Emerging from the shadow of a global pandemic can be life-affirming but it is also a journey wrought with difficult, painful, and sometimes overwhelming challenges, this true for both individuals dealing with grief or fear and for communities dealing with infrastructural or or a broken supply chain or healing social cohesion. For the people of Sierra Leone, emerging from the shadow of the Covid-19 pandemic was made doubly difficult as they were still recovering from the aftermath of the Ebola pandemic.
For many people, the pandemic and the last 70 years have been been made easier by a woman who has been a beacon of stability and hope, Queen Elizabeth II. The passing of someone so committed to the service of others and the global community as a whole had me feeling sombre but also reflective; reflecting on her legacy of leadership and selfless service.
It was in this mode that I began to reflect on the summer of 2022 and our staff going to Sierra Leone to provide supplies to our local staff and programs. This was the first trip of its kind in two years since the start of the global pandemic. Our local staff have been stalwart and heaven-sent and they have kept us running during the last hectic two years but now more support and more hands on deck were on the way.

→ Extracted records
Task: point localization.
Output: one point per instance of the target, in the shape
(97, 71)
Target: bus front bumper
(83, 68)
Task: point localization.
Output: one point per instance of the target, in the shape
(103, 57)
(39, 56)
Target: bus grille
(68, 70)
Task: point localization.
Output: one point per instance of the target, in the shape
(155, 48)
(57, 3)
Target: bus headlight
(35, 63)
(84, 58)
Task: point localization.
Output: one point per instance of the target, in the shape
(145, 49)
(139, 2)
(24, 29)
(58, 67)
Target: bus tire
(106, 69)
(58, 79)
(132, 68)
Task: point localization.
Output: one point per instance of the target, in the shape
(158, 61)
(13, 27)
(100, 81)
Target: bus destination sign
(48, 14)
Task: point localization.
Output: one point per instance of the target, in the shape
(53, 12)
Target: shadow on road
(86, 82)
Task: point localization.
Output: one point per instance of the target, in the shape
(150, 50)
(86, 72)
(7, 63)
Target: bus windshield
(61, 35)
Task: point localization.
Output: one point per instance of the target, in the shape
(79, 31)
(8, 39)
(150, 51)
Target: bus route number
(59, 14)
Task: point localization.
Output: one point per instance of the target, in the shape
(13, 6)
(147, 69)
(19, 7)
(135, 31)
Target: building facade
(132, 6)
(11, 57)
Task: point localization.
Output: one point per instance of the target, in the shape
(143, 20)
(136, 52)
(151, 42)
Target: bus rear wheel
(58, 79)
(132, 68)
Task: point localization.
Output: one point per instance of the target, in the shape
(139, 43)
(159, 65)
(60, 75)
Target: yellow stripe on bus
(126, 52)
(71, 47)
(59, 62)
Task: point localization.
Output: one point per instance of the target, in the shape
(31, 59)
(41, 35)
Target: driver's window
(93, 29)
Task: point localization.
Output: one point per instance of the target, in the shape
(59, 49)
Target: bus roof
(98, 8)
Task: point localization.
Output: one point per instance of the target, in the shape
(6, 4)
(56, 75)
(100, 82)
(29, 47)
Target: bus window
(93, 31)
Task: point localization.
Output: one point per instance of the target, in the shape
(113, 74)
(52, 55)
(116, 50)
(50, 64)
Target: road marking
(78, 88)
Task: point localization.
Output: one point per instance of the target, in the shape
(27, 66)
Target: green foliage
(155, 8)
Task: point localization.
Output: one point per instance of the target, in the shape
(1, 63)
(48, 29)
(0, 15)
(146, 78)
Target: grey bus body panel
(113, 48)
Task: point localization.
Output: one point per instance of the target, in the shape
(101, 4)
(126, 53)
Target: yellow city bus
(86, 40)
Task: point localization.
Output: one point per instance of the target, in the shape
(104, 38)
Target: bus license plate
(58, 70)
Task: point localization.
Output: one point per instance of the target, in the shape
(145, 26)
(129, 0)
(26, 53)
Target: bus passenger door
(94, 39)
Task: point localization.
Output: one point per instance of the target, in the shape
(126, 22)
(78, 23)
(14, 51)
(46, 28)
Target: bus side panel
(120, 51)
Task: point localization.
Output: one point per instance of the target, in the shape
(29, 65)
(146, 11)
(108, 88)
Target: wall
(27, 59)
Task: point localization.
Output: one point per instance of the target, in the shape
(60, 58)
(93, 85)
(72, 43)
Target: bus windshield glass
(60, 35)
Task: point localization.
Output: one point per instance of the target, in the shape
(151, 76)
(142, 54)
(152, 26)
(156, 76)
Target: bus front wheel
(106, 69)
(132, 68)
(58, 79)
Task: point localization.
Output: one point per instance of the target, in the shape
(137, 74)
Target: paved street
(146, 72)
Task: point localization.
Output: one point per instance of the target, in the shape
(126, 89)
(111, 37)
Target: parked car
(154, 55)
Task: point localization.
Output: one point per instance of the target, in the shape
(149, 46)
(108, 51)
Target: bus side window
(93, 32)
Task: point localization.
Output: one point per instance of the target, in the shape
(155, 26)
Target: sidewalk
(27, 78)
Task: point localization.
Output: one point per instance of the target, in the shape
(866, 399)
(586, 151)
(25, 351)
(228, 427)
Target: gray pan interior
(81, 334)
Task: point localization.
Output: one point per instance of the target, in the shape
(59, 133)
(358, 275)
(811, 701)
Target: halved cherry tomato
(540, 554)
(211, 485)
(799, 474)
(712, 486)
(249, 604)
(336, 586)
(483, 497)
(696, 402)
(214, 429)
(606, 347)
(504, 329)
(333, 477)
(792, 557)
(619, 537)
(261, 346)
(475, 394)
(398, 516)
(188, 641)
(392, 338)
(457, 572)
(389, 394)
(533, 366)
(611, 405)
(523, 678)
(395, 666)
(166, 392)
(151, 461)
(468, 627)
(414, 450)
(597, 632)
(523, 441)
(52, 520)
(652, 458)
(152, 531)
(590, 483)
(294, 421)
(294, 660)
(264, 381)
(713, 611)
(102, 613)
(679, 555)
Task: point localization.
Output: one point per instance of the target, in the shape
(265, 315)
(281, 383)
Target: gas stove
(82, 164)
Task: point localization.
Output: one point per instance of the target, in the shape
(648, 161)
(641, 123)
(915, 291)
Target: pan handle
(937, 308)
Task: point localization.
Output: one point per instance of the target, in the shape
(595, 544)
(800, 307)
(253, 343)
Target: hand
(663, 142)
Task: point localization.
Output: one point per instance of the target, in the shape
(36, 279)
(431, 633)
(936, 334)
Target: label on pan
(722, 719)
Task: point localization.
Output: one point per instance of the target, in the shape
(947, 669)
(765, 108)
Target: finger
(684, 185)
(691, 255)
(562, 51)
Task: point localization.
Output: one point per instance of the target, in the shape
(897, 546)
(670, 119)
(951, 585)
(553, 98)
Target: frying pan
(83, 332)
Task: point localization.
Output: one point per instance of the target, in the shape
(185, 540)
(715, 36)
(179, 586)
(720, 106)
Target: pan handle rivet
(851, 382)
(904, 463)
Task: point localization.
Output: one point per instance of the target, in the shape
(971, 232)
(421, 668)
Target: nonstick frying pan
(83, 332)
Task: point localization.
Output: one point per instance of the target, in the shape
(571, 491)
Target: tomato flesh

→ INSTRUCTIONS TO FOLLOW
Reproduce the full reflection on the 2022 Sierra Leone trip word for word.

→ RESULT BELOW
Emerging from the shadow of a global pandemic can be life-affirming but it is also a journey wrought with difficult, painful, and sometimes overwhelming challenges, this true for both individuals dealing with grief or fear and for communities dealing with infrastructural or or a broken supply chain or healing social cohesion. For the people of Sierra Leone, emerging from the shadow of the Covid-19 pandemic was made doubly difficult as they were still recovering from the aftermath of the Ebola pandemic.
For many people, the pandemic and the last 70 years have been been made easier by a woman who has been a beacon of stability and hope, Queen Elizabeth II. The passing of someone so committed to the service of others and the global community as a whole had me feeling sombre but also reflective; reflecting on her legacy of leadership and selfless service.
It was in this mode that I began to reflect on the summer of 2022 and our staff going to Sierra Leone to provide supplies to our local staff and programs. This was the first trip of its kind in two years since the start of the global pandemic. Our local staff have been stalwart and heaven-sent and they have kept us running during the last hectic two years but now more support and more hands on deck were on the way.